### RECORDS SHOWN
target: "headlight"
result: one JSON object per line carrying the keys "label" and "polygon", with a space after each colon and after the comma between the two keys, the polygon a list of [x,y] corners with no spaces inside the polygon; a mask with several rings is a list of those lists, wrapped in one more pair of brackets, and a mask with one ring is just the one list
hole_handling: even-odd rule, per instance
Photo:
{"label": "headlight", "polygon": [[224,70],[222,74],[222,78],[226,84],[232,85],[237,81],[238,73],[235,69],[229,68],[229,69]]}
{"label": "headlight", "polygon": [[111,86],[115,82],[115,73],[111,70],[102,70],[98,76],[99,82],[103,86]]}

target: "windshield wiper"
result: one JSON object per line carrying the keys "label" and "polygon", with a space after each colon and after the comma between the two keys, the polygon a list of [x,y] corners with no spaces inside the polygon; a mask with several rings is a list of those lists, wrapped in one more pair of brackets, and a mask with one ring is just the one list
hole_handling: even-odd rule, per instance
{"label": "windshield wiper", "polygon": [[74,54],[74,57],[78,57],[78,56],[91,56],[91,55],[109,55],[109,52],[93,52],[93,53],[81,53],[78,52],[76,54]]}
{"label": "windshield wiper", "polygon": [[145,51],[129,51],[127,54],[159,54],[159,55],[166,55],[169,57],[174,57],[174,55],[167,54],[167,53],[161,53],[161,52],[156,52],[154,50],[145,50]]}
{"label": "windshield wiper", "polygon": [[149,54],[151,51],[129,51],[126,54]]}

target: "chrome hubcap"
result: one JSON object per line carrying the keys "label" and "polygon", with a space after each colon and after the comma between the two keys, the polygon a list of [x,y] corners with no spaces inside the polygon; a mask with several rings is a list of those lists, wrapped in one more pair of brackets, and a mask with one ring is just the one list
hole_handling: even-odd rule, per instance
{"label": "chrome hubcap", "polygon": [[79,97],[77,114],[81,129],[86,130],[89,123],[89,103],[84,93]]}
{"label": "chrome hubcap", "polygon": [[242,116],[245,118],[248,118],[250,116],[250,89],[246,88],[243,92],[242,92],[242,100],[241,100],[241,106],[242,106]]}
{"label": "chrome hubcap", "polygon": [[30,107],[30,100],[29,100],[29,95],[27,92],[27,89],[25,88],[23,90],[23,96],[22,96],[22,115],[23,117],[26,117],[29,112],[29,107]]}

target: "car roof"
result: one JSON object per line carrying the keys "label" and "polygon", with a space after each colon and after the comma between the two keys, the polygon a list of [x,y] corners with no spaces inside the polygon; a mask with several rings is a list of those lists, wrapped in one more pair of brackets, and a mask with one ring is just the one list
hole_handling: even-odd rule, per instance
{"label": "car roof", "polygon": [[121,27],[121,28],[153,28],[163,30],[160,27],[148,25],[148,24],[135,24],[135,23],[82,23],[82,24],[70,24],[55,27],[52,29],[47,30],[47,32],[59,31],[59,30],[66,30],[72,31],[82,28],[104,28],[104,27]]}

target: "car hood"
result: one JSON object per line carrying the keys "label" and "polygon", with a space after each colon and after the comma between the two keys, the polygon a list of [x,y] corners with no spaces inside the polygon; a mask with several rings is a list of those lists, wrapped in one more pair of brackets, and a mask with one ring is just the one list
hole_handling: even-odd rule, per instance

### EXERCISE DIRECTIONS
Return every entry exactly as given.

### SOLVED EXERCISE
target: "headlight"
result: one JSON object per line carrying the keys "label" and "polygon", with a space after each colon and after the comma between the two keys, the polygon a list of [x,y] corners with no spaces inside the polygon; a mask with several rings is a list of those lists, wrapped in one more pair of brackets, and a mask with one ring is just the one list
hole_handling: even-odd rule, per instance
Photo:
{"label": "headlight", "polygon": [[224,70],[222,74],[222,78],[226,84],[232,85],[237,81],[238,73],[235,69],[229,68],[229,69]]}
{"label": "headlight", "polygon": [[111,86],[115,82],[115,73],[111,70],[102,70],[98,76],[99,82],[103,86]]}

target: "windshield wiper"
result: one JSON object per line carrying the keys "label" and "polygon", with a space after each colon and after the comma between the two keys, the polygon a list of [x,y] corners with no spaces inside the polygon; a mask with several rings is a list of those lists, wrapped in one more pair of brackets, and a mask with one ring is just the one list
hole_handling: even-odd rule, per instance
{"label": "windshield wiper", "polygon": [[74,54],[74,57],[78,57],[78,56],[91,56],[91,55],[109,55],[109,52],[93,52],[93,53],[81,53],[78,52],[76,54]]}
{"label": "windshield wiper", "polygon": [[145,51],[129,51],[127,54],[159,54],[159,55],[166,55],[169,57],[174,57],[174,55],[167,54],[167,53],[161,53],[161,52],[156,52],[154,50],[145,50]]}
{"label": "windshield wiper", "polygon": [[149,54],[151,51],[129,51],[126,54]]}

target: "chrome hubcap"
result: one JSON object per line carrying the keys "label" and "polygon", with a space after each colon and after the comma between the two keys, the polygon a list of [x,y] corners with no spaces inside the polygon; a mask with several rings is a list of those lists, wrapped in one more pair of brackets, and a mask with one ring is just the one list
hole_handling: even-odd rule, per instance
{"label": "chrome hubcap", "polygon": [[79,97],[77,114],[81,129],[86,130],[89,123],[89,103],[84,93]]}
{"label": "chrome hubcap", "polygon": [[242,116],[245,118],[248,118],[250,116],[250,89],[246,88],[243,92],[242,92],[242,100],[241,100],[241,106],[242,106]]}
{"label": "chrome hubcap", "polygon": [[30,107],[30,100],[29,100],[29,95],[27,92],[27,89],[25,88],[23,90],[23,96],[22,96],[22,115],[23,117],[26,117],[29,112],[29,107]]}

target: "car roof"
result: one JSON object per line carrying the keys "label" and "polygon", with a space after each colon and after the comma between the two keys, the polygon a list of [x,y] corners with no spaces inside the polygon; a mask with several rings is a list of those lists, wrapped in one more pair of brackets, and a mask with one ring is just the one list
hole_handling: even-odd rule, per instance
{"label": "car roof", "polygon": [[121,27],[121,28],[153,28],[163,30],[160,27],[148,25],[148,24],[135,24],[135,23],[82,23],[82,24],[70,24],[55,27],[52,29],[47,30],[47,32],[59,31],[59,30],[66,30],[72,31],[82,28],[104,28],[104,27]]}

target: "car hood"
result: one JSON object per line carrying the keys "label" and "polygon", with a space after each colon and after the comma between the two keys, the polygon a list of [x,y] corners with no spaces inside the polygon; a mask with several rings is a list of those lists, wrapped in one more pair of brackets, and a mask with one ring is just the one list
hole_handling: even-odd rule, per instance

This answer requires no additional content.